-- Text segment follows --

Hugo Yogi Bear Pinell
On 12 August 2015, Hugo “Yogi Bear” Pinell was murdered on the yard at California State Prison – Sacramento in Represa, also known as New Folsom Prison. Yogi was in solitary confinement a week prior to his murder, having spent 46 years in solitary confinement. Yet somehow someone on the yard had enough beef with him to murder the 71-year-old man in cold blood? Not possible. Yogi’s blood is on the hands of the state officials in charge of CSP-Sacramento.

Memorializing Yogi, his comrade David Johnson called him an “educator” and the “spirit of the prison movement.”(1) Former Black Panther and long-term friend Kiilu Nyasha said the word that came to her mind was “love.”(2) Most of the information in this article comes from Kiilu as well as Yogi’s fellow San Quentin 6 comrades David Johnson and Sundiata Tate.(3) All recounted stories of his immense love, his prominent leadership, his indomitable spirit, his dedication to creating and becoming the “new man” and his role in educating others.

-- Text segment concluded --

Assigned task 1:
Return the stretch of the Hugo Pinell passage from "Hugo Yogi Bear" through "charge of CSP-Sacramento.", word for word.
Assigned task 2:
According to the Hugo Pinell passage, how many years had he spent in solitary confinement?
Assigned task 3:
Name every person the Hugo Pinell passage mentions other than Pinell himself.

-- Provided records follows --

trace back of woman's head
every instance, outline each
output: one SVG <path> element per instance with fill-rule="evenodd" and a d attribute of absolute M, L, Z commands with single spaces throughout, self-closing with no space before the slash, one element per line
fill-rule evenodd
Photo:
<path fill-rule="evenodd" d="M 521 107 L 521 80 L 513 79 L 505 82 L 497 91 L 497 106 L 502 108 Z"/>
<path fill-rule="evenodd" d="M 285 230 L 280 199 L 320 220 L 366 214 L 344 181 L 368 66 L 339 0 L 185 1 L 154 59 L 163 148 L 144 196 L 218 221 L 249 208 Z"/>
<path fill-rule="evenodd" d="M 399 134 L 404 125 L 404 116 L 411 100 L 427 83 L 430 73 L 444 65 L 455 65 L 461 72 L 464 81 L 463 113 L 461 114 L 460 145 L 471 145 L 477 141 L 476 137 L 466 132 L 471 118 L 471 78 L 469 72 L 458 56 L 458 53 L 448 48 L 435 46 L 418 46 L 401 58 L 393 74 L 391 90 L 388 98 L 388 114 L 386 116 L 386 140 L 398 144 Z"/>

-- Provided records concluded --

Exercise response 1:
Hugo Yogi Bear Pinell
On 12 August 2015, Hugo “Yogi Bear” Pinell was murdered on the yard at California State Prison – Sacramento in Represa, also known as New Folsom Prison. Yogi was in solitary confinement a week prior to his murder, having spent 46 years in solitary confinement. Yet somehow someone on the yard had enough beef with him to murder the 71-year-old man in cold blood? Not possible. Yogi’s blood is on the hands of the state officials in charge of CSP-Sacramento.

Exercise response 2:
46 years

Exercise response 3:
David Johnson, Kiilu Nyasha, Sundiata Tate